PROBLEMS TO WORK ON:
(A) Answer these questions about the dysautonomia glossary:
(i) What examination may help with the diagnosis of neurocardiogenic syncope?
(ii) Which two drugs are given as examples of drugs that increase heart rate?
(iii) According to the POTS entry, what may patients be mistakenly diagnosed as having?
(B) Rewrite the glossary passage starting at "Positional Orthostatic Tachycardia" and ending at "tilt table examination.", swapping "heart rate" for "pulse rate".

SELECTED EXCERPT:

- Opening Delimiter -

Dr. Michael J. Rosner

828.684.1076 – 80 Doctors Drive, Suite 4, Hendersonville, NC 28792-7209

Glossary

Dysautonomia
Any abnormality of the functions of the autonomic nervous system. These include control of blood pressure, heart rate and rhythm, swallowing, gastric and bowel motility, bladder function and many others. These are generally functions over which we have little or only partial voluntary control.
Neurocardiogenic Syncope
Fainting brought about by rapid drop in blood pressure, usually as the result of abnormal neurological control. It is similar to neurally mediated hypotension and orthostatic intolerance. A tilt table examination may help with the diagnosis.
Neurally Mediated Hypotension
One of several dysautonomias characterized by inappropriately low blood pressure usually as the result of ineffective neurological control of vasoconstriction.
Orthostatic Intolerance
Low blood pressure and/or heart rate abnormalities precipitated by rapid postural changes such as bending forward and then up, standing rapidly or going from lying flat to standing. Also is characterized as a dysautonomia because the problem usually relates to abnormal cardiovascular control by the autonomic nervous system.
Positional Orthostatic Tachycardia Syndrome (POTS)
Intense tachycardia (rapid heart beat) precipitated by a change in posture. Blood pressure may decrease or increase. Patients may feel faint, nauseated, anxious and afraid, short of breath and may have chest pain or mistakenly diagnosed as having a “panic attack.”
Tachycardia Induced Hypotension
Blood pressure should increase when heart rate increases significantly. If blood pressure falls with increased heart rate, Tachycardia Induced Hypotension may be present. This can be tested for by using drugs which increase heart rate (such as isoproterenol or dobutamine) and observing the blood pressure response. This may be done routinely as “phase 2” of a tilt table examination.

- Closing Delimiter -

Saved data entries
- Opening Delimiter -

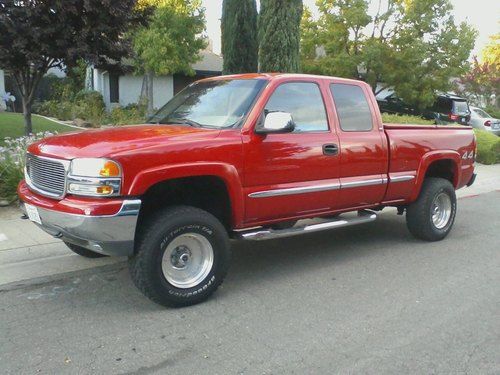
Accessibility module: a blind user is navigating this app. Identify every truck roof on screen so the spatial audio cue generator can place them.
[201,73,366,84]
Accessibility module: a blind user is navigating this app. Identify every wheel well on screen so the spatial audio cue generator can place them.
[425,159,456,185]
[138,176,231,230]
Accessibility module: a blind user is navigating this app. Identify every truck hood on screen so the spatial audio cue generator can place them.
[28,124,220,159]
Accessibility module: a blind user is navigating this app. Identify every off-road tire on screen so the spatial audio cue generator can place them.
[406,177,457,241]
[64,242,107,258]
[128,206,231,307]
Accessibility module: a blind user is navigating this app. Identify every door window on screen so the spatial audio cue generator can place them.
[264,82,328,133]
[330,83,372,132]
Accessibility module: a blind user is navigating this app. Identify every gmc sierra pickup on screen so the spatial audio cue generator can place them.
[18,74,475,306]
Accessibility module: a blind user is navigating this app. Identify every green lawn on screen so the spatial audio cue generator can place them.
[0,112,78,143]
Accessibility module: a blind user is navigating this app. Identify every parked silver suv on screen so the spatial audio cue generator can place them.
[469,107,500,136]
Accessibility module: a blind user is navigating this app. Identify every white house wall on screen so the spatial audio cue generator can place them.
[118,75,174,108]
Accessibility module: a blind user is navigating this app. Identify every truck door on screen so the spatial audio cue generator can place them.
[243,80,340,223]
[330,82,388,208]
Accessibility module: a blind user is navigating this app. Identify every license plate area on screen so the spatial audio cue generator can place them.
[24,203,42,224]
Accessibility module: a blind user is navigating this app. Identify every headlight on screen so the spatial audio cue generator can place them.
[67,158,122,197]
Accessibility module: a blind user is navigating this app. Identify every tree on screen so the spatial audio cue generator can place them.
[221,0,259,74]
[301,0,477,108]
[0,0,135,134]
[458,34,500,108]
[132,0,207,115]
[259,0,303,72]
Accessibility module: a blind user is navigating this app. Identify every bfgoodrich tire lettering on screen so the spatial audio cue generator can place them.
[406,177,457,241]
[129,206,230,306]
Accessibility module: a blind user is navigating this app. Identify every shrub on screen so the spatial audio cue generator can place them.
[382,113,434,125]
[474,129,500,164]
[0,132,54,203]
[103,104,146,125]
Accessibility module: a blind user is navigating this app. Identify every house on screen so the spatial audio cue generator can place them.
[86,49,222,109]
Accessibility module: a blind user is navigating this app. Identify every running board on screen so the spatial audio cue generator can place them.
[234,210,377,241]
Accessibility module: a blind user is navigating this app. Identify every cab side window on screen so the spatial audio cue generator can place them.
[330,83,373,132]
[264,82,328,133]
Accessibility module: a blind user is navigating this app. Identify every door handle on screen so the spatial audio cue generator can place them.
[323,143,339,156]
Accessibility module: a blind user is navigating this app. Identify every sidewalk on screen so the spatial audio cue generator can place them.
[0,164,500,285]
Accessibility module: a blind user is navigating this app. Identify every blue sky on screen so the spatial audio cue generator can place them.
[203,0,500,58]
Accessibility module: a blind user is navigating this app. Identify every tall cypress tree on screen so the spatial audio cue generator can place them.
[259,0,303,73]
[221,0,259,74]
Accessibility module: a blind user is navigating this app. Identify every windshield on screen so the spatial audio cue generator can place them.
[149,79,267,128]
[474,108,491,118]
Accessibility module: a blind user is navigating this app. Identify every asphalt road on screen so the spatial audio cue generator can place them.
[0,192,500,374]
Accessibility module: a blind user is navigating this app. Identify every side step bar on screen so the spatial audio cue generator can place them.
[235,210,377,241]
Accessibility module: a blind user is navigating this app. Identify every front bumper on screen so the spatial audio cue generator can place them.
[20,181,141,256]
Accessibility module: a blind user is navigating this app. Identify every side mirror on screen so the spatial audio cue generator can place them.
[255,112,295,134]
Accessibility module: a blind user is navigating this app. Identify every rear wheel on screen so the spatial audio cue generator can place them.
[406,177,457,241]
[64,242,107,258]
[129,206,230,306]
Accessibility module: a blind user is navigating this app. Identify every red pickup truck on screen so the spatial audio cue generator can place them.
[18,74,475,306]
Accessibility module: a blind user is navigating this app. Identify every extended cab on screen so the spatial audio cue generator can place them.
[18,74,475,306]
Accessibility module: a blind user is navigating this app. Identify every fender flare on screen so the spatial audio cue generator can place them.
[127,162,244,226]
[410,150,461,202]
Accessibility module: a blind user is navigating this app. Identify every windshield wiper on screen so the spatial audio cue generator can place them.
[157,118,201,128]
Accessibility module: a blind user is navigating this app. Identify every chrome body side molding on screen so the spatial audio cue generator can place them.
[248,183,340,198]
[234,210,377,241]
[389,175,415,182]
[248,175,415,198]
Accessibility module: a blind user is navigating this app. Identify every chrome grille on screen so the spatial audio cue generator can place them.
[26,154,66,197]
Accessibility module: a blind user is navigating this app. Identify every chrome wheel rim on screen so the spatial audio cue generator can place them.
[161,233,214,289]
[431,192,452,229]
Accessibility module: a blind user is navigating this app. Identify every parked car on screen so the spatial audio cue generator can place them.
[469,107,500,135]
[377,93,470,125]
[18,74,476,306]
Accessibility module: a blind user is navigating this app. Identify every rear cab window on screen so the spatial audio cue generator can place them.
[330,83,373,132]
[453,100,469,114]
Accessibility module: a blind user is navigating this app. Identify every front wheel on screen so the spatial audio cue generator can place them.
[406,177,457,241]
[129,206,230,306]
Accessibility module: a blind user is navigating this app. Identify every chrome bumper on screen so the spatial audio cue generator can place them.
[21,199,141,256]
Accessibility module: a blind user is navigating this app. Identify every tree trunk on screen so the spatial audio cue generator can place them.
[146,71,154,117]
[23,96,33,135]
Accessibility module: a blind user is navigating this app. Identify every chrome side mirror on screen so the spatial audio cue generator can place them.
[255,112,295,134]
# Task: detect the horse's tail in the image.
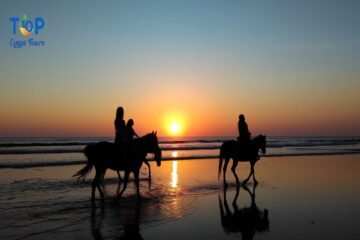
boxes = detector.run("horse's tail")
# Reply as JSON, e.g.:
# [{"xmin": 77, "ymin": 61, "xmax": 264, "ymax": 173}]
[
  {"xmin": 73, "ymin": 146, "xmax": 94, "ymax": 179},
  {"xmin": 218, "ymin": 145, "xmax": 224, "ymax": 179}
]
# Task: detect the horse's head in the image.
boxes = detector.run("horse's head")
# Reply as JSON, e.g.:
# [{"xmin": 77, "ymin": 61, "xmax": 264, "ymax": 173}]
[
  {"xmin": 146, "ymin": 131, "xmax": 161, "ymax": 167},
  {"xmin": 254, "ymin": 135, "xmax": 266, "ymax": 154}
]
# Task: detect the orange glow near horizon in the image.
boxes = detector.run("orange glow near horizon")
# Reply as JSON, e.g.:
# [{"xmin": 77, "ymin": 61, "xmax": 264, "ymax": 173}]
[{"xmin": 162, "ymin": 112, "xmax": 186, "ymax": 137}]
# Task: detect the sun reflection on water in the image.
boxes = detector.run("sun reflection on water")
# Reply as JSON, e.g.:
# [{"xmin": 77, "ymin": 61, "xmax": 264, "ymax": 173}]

- Closing Delimiter -

RESPONSES BY ITEM NUMBER:
(A)
(i) A tilt table examination.
(ii) Isoproterenol and dobutamine.
(iii) A "panic attack."

(B)
Positional Orthostatic Tachycardia Syndrome (POTS)
Intense tachycardia (rapid heart beat) precipitated by a change in posture. Blood pressure may decrease or increase. Patients may feel faint, nauseated, anxious and afraid, short of breath and may have chest pain or mistakenly diagnosed as having a “panic attack.”
Tachycardia Induced Hypotension
Blood pressure should increase when pulse rate increases significantly. If blood pressure falls with increased pulse rate, Tachycardia Induced Hypotension may be present. This can be tested for by using drugs which increase pulse rate (such as isoproterenol or dobutamine) and observing the blood pressure response. This may be done routinely as “phase 2” of a tilt table examination.